REQUIRED WORK
Set down exactly the lines that run from the line with "window in the image above." to the end of the data, and nothing else.

Collected data
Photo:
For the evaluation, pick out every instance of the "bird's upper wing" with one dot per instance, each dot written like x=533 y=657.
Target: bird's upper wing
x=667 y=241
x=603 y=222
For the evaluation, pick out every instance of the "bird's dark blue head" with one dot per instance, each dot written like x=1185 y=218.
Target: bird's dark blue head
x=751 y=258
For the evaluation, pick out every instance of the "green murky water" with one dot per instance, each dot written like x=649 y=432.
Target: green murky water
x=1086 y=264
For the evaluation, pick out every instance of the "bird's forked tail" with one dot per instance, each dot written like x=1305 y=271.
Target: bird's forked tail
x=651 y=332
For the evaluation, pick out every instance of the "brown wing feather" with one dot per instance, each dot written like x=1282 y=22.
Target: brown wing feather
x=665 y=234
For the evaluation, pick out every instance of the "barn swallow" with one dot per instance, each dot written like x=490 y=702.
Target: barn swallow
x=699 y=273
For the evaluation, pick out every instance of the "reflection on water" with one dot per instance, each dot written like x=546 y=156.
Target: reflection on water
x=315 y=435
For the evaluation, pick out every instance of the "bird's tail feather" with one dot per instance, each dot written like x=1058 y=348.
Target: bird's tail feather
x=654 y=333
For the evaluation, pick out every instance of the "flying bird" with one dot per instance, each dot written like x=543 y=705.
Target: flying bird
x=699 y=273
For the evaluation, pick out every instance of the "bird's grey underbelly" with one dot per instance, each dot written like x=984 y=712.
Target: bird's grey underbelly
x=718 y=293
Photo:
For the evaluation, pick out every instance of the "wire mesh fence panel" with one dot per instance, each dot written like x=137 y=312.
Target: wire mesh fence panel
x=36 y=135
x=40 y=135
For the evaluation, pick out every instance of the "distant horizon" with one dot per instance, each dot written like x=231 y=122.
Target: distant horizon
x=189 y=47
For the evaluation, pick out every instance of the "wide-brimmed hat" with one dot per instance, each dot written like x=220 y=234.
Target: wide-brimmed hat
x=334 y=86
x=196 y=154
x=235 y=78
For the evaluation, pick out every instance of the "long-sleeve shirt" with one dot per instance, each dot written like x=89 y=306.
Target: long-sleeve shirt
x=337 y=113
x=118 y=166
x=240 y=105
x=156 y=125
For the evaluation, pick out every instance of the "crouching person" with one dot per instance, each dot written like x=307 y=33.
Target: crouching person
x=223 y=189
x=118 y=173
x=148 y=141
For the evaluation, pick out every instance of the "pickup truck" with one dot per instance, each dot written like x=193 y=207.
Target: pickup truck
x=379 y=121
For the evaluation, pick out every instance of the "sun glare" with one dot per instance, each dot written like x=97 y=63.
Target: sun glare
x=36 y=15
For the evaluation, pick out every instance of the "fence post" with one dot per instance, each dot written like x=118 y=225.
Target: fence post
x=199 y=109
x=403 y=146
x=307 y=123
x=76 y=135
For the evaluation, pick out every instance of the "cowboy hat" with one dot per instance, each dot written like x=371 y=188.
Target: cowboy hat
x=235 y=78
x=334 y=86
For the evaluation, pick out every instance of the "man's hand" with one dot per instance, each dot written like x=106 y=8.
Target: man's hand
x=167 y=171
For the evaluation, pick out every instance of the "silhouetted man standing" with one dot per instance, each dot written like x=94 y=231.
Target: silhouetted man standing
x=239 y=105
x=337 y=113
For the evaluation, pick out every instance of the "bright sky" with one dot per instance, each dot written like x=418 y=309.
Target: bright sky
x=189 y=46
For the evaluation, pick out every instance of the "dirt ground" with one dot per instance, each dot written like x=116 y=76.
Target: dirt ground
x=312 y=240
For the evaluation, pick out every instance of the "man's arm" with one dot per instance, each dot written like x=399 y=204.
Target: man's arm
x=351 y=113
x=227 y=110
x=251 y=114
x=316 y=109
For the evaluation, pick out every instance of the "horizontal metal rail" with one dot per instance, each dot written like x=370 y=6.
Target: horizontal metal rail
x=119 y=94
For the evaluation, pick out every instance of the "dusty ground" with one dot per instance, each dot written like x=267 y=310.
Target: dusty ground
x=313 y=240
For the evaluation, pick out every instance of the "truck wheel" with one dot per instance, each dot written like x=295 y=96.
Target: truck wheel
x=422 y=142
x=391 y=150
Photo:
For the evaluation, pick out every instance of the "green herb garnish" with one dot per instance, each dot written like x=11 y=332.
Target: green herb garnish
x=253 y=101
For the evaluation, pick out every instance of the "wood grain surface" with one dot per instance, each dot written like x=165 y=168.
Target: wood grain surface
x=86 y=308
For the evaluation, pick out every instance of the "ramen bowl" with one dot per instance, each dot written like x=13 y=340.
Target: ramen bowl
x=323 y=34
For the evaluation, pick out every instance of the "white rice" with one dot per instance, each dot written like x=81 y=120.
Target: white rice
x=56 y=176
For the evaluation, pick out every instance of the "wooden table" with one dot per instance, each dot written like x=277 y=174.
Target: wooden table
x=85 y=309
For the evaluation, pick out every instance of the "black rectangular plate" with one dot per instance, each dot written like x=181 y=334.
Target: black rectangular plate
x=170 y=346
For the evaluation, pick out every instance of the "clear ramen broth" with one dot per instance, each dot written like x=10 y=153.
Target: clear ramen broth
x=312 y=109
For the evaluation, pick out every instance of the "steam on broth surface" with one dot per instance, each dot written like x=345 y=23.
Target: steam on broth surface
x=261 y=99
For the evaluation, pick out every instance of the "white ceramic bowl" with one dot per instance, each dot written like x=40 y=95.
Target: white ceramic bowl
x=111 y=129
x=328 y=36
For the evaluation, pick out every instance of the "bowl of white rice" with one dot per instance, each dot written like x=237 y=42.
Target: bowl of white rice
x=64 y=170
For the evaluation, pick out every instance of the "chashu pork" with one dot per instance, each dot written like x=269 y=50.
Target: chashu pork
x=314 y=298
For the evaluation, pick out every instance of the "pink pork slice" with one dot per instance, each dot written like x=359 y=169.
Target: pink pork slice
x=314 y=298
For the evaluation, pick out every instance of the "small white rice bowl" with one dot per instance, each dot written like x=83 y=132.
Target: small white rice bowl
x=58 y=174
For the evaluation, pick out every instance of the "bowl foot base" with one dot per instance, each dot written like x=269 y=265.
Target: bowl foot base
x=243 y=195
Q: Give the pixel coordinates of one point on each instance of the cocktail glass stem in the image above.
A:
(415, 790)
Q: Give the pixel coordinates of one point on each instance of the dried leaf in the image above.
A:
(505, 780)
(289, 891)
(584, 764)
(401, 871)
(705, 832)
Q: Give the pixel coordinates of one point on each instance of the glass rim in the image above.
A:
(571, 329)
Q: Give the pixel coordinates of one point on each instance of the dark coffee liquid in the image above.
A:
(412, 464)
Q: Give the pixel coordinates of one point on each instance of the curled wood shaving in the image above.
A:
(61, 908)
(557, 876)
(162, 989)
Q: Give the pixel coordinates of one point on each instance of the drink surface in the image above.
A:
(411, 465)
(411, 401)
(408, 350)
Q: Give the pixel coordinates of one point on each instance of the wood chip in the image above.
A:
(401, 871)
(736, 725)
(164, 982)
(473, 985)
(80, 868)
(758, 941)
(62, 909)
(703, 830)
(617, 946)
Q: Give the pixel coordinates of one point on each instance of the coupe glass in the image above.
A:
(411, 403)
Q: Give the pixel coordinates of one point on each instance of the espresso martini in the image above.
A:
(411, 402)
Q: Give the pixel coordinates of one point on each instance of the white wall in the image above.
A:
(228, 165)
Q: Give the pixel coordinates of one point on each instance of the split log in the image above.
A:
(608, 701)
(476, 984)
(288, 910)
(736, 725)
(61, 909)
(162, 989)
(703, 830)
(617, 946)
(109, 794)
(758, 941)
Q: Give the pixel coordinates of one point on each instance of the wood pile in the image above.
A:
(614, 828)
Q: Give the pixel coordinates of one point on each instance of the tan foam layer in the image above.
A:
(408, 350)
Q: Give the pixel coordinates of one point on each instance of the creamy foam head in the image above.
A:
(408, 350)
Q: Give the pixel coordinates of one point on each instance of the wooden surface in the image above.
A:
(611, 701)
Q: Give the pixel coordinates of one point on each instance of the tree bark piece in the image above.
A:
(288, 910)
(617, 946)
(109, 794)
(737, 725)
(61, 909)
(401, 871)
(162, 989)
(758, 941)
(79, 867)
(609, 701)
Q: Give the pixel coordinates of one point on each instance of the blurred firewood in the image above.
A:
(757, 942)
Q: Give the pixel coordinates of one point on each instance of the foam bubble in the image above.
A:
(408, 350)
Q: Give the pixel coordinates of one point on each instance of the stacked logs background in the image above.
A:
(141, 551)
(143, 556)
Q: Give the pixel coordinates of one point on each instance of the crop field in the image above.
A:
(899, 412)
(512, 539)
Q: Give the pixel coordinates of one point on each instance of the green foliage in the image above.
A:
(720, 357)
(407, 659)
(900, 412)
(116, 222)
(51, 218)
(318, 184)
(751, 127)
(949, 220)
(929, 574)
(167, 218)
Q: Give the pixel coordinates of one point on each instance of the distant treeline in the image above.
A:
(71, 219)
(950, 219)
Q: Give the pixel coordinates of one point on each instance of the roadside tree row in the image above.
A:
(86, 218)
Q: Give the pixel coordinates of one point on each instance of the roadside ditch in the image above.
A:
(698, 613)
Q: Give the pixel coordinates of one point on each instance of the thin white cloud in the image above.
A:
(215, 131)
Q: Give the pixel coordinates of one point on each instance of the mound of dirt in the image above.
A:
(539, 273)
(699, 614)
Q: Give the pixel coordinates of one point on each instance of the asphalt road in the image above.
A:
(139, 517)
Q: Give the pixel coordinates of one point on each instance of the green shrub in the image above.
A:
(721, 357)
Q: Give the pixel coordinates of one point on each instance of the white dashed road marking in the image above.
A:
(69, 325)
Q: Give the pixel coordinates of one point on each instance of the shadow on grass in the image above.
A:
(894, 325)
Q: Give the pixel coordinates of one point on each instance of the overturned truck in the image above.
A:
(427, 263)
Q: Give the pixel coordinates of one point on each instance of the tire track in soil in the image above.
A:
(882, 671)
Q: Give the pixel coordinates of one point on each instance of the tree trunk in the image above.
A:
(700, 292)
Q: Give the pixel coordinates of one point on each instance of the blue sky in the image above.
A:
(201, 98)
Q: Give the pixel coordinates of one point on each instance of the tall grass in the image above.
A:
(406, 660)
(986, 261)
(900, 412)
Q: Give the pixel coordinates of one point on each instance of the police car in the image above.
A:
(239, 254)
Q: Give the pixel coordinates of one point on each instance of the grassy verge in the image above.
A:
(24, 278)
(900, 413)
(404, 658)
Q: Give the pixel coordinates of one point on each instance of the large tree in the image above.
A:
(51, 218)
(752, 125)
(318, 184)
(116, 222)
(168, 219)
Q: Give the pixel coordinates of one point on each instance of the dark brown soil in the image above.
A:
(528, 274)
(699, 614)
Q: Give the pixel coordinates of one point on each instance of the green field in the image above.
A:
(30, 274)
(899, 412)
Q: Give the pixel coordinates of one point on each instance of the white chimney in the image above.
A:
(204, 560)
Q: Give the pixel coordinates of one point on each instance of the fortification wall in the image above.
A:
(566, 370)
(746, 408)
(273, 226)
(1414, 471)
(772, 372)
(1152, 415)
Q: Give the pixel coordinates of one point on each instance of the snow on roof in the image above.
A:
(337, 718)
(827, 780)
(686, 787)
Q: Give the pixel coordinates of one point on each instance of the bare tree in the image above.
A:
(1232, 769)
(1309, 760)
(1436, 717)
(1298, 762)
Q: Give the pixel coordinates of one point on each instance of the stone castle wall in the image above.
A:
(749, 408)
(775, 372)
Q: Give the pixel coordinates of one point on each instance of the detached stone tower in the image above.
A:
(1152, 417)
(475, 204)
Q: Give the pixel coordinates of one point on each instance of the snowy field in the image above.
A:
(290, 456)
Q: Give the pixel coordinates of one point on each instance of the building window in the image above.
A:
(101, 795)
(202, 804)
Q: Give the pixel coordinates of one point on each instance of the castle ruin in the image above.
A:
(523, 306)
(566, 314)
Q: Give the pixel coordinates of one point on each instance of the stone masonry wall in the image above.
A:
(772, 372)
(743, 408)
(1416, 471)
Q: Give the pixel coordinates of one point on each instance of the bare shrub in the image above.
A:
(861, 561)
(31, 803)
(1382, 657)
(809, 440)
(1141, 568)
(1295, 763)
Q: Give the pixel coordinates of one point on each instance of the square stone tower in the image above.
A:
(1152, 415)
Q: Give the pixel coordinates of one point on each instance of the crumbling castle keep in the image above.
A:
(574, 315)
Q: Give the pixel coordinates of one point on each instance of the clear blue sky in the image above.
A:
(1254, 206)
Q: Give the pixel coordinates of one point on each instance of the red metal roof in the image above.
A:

RESPONSE BELOW
Q: Give the pixel coordinates of one point on each instance of the building window in the image above.
A:
(101, 795)
(202, 804)
Q: Give the pixel coordinates of one point on each instance of the castle ruin in the image above.
A:
(523, 306)
(566, 314)
Q: Give the pixel coordinates of one point on each instance of the stone masonry wall in the image above.
A:
(772, 372)
(743, 408)
(1416, 471)
Q: Give the pixel coordinates of one point on each instance of the bare shrub in the image above.
A:
(861, 561)
(31, 803)
(1382, 657)
(809, 440)
(1141, 568)
(1295, 763)
Q: Give the pixel coordinates of one point on each instance of the square stone tower in the image above.
A:
(1152, 415)
Q: Give the pixel coordinates of one point on each instance of the crumbling castle keep in the image above.
A:
(574, 315)
Q: Give the pixel coordinates of one point on each instance of the clear blue sky in the image above.
A:
(1254, 206)
Q: Give the pixel coordinates of one point on each instance of the red metal roof in the image above.
A:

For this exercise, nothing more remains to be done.